Exercise objective:
List every line of the records below that contains the word "dark", copying each one in full.

Dataset entries:
···

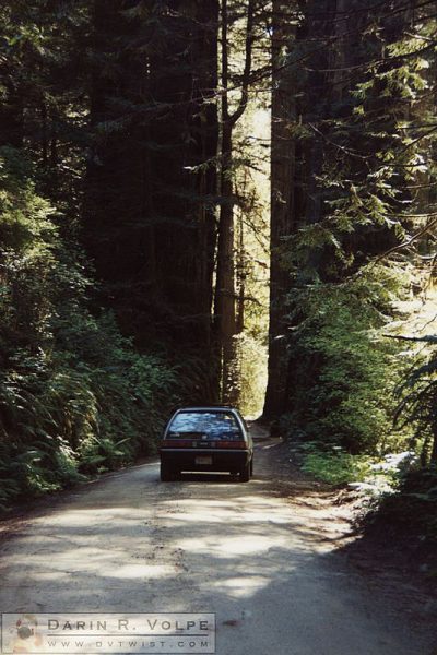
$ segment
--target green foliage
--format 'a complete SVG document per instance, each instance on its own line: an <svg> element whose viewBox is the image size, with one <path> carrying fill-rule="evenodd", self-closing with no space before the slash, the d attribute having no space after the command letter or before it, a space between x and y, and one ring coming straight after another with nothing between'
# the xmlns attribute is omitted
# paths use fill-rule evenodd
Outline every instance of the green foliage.
<svg viewBox="0 0 437 655"><path fill-rule="evenodd" d="M175 373L139 355L114 317L87 309L74 242L35 191L32 167L0 151L0 502L52 491L153 450Z"/></svg>
<svg viewBox="0 0 437 655"><path fill-rule="evenodd" d="M437 468L425 467L403 477L397 493L382 496L365 517L365 527L416 535L411 547L435 561L437 552ZM395 538L395 537L394 537ZM437 562L436 562L437 563Z"/></svg>
<svg viewBox="0 0 437 655"><path fill-rule="evenodd" d="M371 460L367 455L351 455L340 448L332 452L312 450L304 455L302 468L330 485L365 481L370 474Z"/></svg>

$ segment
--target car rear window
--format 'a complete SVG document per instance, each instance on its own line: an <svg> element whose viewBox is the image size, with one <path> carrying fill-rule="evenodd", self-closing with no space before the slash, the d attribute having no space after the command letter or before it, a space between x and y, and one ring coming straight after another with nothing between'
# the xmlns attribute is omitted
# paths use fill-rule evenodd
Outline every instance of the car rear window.
<svg viewBox="0 0 437 655"><path fill-rule="evenodd" d="M237 419L231 412L180 412L168 427L168 437L205 436L208 439L241 439Z"/></svg>

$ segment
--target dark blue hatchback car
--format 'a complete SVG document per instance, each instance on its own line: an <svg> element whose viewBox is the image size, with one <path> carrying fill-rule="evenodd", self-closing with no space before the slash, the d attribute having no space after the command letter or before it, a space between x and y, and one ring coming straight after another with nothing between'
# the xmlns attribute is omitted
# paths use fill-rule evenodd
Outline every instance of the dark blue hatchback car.
<svg viewBox="0 0 437 655"><path fill-rule="evenodd" d="M181 472L228 472L248 483L253 443L234 407L181 407L169 419L160 444L161 479Z"/></svg>

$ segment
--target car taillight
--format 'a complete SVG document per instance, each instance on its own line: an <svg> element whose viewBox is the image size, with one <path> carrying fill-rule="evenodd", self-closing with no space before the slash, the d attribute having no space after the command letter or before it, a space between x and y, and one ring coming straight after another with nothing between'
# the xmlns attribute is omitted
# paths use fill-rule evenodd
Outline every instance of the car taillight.
<svg viewBox="0 0 437 655"><path fill-rule="evenodd" d="M246 441L217 441L217 448L234 448L237 450L246 450Z"/></svg>
<svg viewBox="0 0 437 655"><path fill-rule="evenodd" d="M190 448L190 439L163 439L160 448Z"/></svg>

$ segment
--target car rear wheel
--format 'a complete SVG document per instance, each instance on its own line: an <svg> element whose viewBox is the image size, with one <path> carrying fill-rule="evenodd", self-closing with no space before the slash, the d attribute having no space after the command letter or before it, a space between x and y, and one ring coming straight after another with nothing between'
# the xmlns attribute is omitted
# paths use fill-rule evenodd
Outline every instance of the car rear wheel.
<svg viewBox="0 0 437 655"><path fill-rule="evenodd" d="M239 471L239 481L248 483L250 480L250 462L248 462L243 468Z"/></svg>

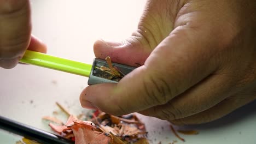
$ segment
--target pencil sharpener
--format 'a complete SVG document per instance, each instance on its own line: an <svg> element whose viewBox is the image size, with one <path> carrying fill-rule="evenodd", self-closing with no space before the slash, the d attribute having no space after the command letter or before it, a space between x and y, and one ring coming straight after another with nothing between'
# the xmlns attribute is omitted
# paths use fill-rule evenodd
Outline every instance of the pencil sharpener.
<svg viewBox="0 0 256 144"><path fill-rule="evenodd" d="M93 85L102 83L118 83L124 76L132 71L136 67L131 67L119 63L112 63L114 68L120 75L117 76L109 71L103 70L102 66L109 67L105 60L95 58L92 64L91 73L88 80L88 85Z"/></svg>

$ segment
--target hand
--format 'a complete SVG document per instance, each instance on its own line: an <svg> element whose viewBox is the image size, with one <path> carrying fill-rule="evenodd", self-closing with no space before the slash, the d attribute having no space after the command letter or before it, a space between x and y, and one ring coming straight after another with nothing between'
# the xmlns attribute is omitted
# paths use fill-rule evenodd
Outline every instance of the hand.
<svg viewBox="0 0 256 144"><path fill-rule="evenodd" d="M86 87L82 106L194 124L254 100L255 2L148 1L131 37L94 45L97 57L141 66L118 84Z"/></svg>
<svg viewBox="0 0 256 144"><path fill-rule="evenodd" d="M45 53L46 46L31 36L28 0L0 0L0 67L14 67L26 50Z"/></svg>

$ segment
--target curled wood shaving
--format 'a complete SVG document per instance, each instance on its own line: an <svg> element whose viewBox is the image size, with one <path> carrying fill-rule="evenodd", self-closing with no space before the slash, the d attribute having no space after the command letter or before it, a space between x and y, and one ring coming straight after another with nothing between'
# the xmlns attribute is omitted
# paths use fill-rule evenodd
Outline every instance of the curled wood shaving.
<svg viewBox="0 0 256 144"><path fill-rule="evenodd" d="M110 118L111 118L111 121L112 121L112 122L117 124L120 123L121 121L126 122L127 123L140 123L140 124L142 123L139 121L131 120L131 119L125 119L124 118L119 117L117 117L117 116L112 116L112 115L110 116Z"/></svg>
<svg viewBox="0 0 256 144"><path fill-rule="evenodd" d="M60 109L64 112L68 116L70 116L71 115L71 113L65 108L62 105L61 105L60 103L58 102L56 102L56 104L60 107Z"/></svg>
<svg viewBox="0 0 256 144"><path fill-rule="evenodd" d="M173 127L172 125L170 125L170 127L171 128L171 129L172 130L172 133L174 134L174 135L179 140L181 140L183 142L185 142L185 140L183 138L182 138L181 136L179 136L179 135L177 133L175 129L173 128Z"/></svg>
<svg viewBox="0 0 256 144"><path fill-rule="evenodd" d="M49 117L49 116L44 116L42 118L43 119L44 119L44 120L47 120L47 121L51 121L52 122L54 122L54 123L57 123L57 124L63 124L63 122L57 119L57 118L56 117Z"/></svg>

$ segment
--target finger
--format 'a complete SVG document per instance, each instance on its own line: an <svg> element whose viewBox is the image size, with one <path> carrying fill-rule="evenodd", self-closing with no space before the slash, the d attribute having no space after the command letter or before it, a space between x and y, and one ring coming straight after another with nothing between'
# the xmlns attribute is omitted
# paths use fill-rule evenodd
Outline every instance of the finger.
<svg viewBox="0 0 256 144"><path fill-rule="evenodd" d="M30 39L29 1L0 1L0 67L16 65Z"/></svg>
<svg viewBox="0 0 256 144"><path fill-rule="evenodd" d="M173 29L175 15L182 5L173 0L148 1L132 37L121 43L98 40L94 45L95 56L101 59L109 56L114 62L135 67L144 64L152 50Z"/></svg>
<svg viewBox="0 0 256 144"><path fill-rule="evenodd" d="M254 87L255 88L255 87ZM242 106L256 98L256 91L240 92L226 98L207 110L188 117L170 122L176 125L197 124L213 121Z"/></svg>
<svg viewBox="0 0 256 144"><path fill-rule="evenodd" d="M167 104L139 113L168 121L189 117L214 106L241 91L241 88L234 86L237 79L230 78L228 73L212 74Z"/></svg>
<svg viewBox="0 0 256 144"><path fill-rule="evenodd" d="M208 58L216 49L210 48L207 53L204 47L215 45L208 37L202 39L205 29L195 32L185 27L177 31L154 50L144 65L118 84L87 87L81 99L114 115L142 111L166 104L214 71L215 60Z"/></svg>
<svg viewBox="0 0 256 144"><path fill-rule="evenodd" d="M31 51L37 51L42 53L46 53L47 47L40 39L34 35L31 35L30 45L27 49Z"/></svg>
<svg viewBox="0 0 256 144"><path fill-rule="evenodd" d="M96 57L104 59L109 56L113 62L139 67L144 64L151 50L135 37L121 43L99 40L94 44Z"/></svg>

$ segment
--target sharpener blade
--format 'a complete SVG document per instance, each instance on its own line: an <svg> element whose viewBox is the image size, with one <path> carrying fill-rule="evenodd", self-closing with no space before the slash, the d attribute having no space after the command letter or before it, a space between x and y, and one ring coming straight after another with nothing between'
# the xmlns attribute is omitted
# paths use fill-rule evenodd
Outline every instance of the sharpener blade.
<svg viewBox="0 0 256 144"><path fill-rule="evenodd" d="M128 74L136 68L136 67L116 63L112 63L112 64L113 67L118 69L123 76ZM113 76L113 75L110 73L102 70L100 68L101 66L108 67L106 61L95 58L89 77L88 85L102 83L118 83L121 79L121 77Z"/></svg>

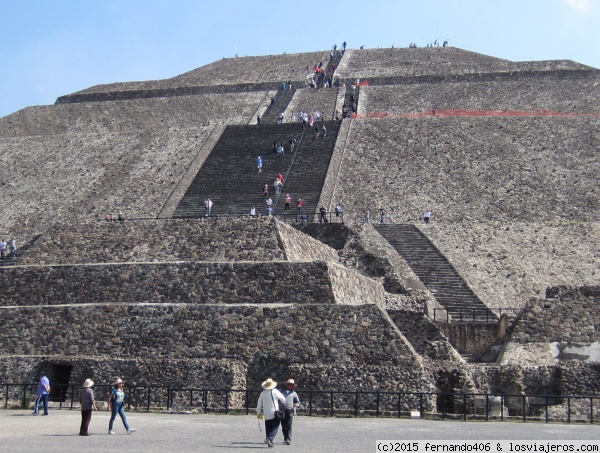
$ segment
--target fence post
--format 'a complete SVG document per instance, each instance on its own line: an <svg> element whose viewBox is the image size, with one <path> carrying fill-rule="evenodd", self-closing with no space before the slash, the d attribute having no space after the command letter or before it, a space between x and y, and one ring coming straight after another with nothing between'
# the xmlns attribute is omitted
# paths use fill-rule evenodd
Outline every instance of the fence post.
<svg viewBox="0 0 600 453"><path fill-rule="evenodd" d="M475 411L477 413L477 411ZM485 421L490 420L490 394L485 394Z"/></svg>
<svg viewBox="0 0 600 453"><path fill-rule="evenodd" d="M329 396L329 407L330 407L329 414L330 414L330 417L333 417L333 392L331 392L329 395L330 395Z"/></svg>

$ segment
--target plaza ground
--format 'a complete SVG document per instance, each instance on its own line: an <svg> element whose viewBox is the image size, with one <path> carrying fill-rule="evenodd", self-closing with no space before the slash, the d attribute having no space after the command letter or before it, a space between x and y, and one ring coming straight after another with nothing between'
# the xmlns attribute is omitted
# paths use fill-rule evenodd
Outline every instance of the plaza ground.
<svg viewBox="0 0 600 453"><path fill-rule="evenodd" d="M257 419L250 415L127 413L136 432L127 435L119 419L107 435L109 413L94 412L89 437L80 437L78 411L0 410L2 452L243 452L267 449ZM293 444L281 431L269 451L375 452L376 440L595 440L600 427L585 424L460 422L418 419L298 417Z"/></svg>

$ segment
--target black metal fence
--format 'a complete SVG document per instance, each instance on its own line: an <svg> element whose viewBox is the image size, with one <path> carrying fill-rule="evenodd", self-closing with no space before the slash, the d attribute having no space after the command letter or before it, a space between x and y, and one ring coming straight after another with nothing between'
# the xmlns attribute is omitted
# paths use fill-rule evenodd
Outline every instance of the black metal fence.
<svg viewBox="0 0 600 453"><path fill-rule="evenodd" d="M79 409L81 387L54 384L60 397L54 409ZM97 385L97 401L107 401L111 386ZM297 390L302 401L299 415L396 417L438 420L512 420L599 423L600 395L493 395L483 393L427 393L378 391ZM4 408L28 408L34 400L33 384L0 384ZM251 414L260 390L202 389L173 386L125 386L128 410L142 412L195 412Z"/></svg>

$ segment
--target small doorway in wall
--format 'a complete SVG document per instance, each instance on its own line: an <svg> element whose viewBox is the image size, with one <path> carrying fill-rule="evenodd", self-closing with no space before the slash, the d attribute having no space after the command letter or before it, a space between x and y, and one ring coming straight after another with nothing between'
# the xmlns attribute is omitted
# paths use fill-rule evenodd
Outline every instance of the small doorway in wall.
<svg viewBox="0 0 600 453"><path fill-rule="evenodd" d="M50 401L64 403L69 390L72 365L52 365L52 379L50 380Z"/></svg>

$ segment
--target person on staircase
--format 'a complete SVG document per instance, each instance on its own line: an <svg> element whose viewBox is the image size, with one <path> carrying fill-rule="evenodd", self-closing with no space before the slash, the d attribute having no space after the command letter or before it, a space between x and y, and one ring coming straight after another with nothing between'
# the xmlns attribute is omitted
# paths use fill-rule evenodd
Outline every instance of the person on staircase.
<svg viewBox="0 0 600 453"><path fill-rule="evenodd" d="M12 238L9 242L10 245L10 256L11 258L14 258L17 256L17 241L15 240L15 238Z"/></svg>
<svg viewBox="0 0 600 453"><path fill-rule="evenodd" d="M212 200L207 198L204 200L204 217L210 216L210 210L212 209Z"/></svg>
<svg viewBox="0 0 600 453"><path fill-rule="evenodd" d="M0 241L0 259L5 260L6 259L6 241L4 239L2 239Z"/></svg>
<svg viewBox="0 0 600 453"><path fill-rule="evenodd" d="M427 209L424 213L423 213L423 223L429 223L429 220L431 219L431 211L429 209Z"/></svg>

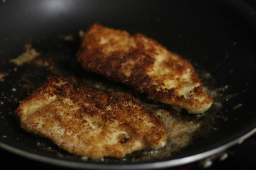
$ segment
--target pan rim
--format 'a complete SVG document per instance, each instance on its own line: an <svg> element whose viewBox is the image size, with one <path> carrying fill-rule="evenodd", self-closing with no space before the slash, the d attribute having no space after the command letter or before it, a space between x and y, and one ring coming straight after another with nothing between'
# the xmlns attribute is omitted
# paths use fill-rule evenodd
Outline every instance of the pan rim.
<svg viewBox="0 0 256 170"><path fill-rule="evenodd" d="M134 164L97 164L95 163L74 162L47 157L23 150L8 145L0 141L0 148L21 156L41 162L65 168L77 169L89 169L92 170L135 170L156 169L159 168L171 168L184 165L193 162L207 159L213 155L221 153L236 144L241 144L246 139L256 133L256 128L236 139L213 149L202 152L194 155L167 161L152 163L138 163Z"/></svg>

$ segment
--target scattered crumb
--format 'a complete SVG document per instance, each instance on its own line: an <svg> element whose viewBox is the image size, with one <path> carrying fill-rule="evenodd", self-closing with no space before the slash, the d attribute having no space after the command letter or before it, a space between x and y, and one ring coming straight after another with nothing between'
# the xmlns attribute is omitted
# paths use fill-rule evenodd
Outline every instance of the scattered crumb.
<svg viewBox="0 0 256 170"><path fill-rule="evenodd" d="M83 38L83 31L82 30L79 30L79 31L78 31L78 35L81 38Z"/></svg>
<svg viewBox="0 0 256 170"><path fill-rule="evenodd" d="M4 72L0 72L0 82L4 82L4 77L8 75L9 75L9 74L7 73Z"/></svg>
<svg viewBox="0 0 256 170"><path fill-rule="evenodd" d="M233 109L234 110L238 109L238 108L240 108L242 106L243 106L243 104L241 103L239 103L238 104L237 104L236 106L235 106L233 108Z"/></svg>
<svg viewBox="0 0 256 170"><path fill-rule="evenodd" d="M59 37L60 38L63 39L65 41L71 41L75 39L72 35L59 35Z"/></svg>
<svg viewBox="0 0 256 170"><path fill-rule="evenodd" d="M82 156L81 157L81 159L83 160L83 161L87 161L88 160L88 157L87 156Z"/></svg>
<svg viewBox="0 0 256 170"><path fill-rule="evenodd" d="M20 55L18 57L10 60L10 61L18 66L21 66L24 63L32 61L40 53L35 49L33 48L30 49L28 48L24 53Z"/></svg>

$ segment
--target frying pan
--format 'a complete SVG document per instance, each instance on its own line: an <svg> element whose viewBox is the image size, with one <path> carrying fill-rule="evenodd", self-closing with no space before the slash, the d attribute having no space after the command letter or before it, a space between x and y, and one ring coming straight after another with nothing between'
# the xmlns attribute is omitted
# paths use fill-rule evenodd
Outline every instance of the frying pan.
<svg viewBox="0 0 256 170"><path fill-rule="evenodd" d="M210 157L256 132L256 12L242 2L7 0L0 2L0 72L7 73L0 82L0 146L4 149L68 167L156 169ZM215 111L208 133L171 156L135 163L87 162L42 149L46 143L45 147L58 149L20 128L15 109L19 101L32 90L19 90L23 82L18 80L26 73L35 86L50 73L9 61L23 53L28 43L41 53L54 51L63 58L75 58L78 33L94 23L143 33L190 60L199 72L209 73L210 79L203 81L204 85L221 89L215 101L219 97L224 100ZM71 35L72 38L60 42L61 35ZM72 66L78 68L78 65L61 58L58 64L69 70L63 76L76 73ZM211 128L214 130L210 130Z"/></svg>

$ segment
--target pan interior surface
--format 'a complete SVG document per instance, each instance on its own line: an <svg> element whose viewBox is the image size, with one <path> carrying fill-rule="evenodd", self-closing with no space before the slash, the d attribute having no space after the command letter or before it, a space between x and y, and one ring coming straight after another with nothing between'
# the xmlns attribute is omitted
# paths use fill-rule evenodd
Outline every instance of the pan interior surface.
<svg viewBox="0 0 256 170"><path fill-rule="evenodd" d="M0 20L4 24L0 28L0 146L30 158L67 166L110 166L110 169L125 168L124 165L129 168L153 169L182 165L186 158L227 144L234 145L237 139L255 131L256 12L243 3L57 0L1 3ZM189 60L206 91L213 97L212 107L199 116L177 113L127 87L83 70L75 59L79 33L94 23L131 34L143 33ZM28 49L35 49L39 57L22 65L10 61ZM145 155L149 154L139 151L126 160L83 160L20 126L15 111L19 101L50 75L82 80L76 81L77 86L107 92L124 91L155 112L167 110L179 122L191 123L190 127L199 124L200 128L189 135L189 144L172 150L168 156L148 158ZM141 154L147 158L142 159ZM136 159L139 161L133 161Z"/></svg>

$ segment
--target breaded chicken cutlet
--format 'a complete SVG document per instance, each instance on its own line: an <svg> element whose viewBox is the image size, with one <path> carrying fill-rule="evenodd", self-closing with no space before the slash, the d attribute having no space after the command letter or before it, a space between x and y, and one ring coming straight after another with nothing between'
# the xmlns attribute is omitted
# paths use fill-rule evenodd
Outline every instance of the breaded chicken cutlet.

···

Result:
--target dark blue hatchback car
Outline every instance of the dark blue hatchback car.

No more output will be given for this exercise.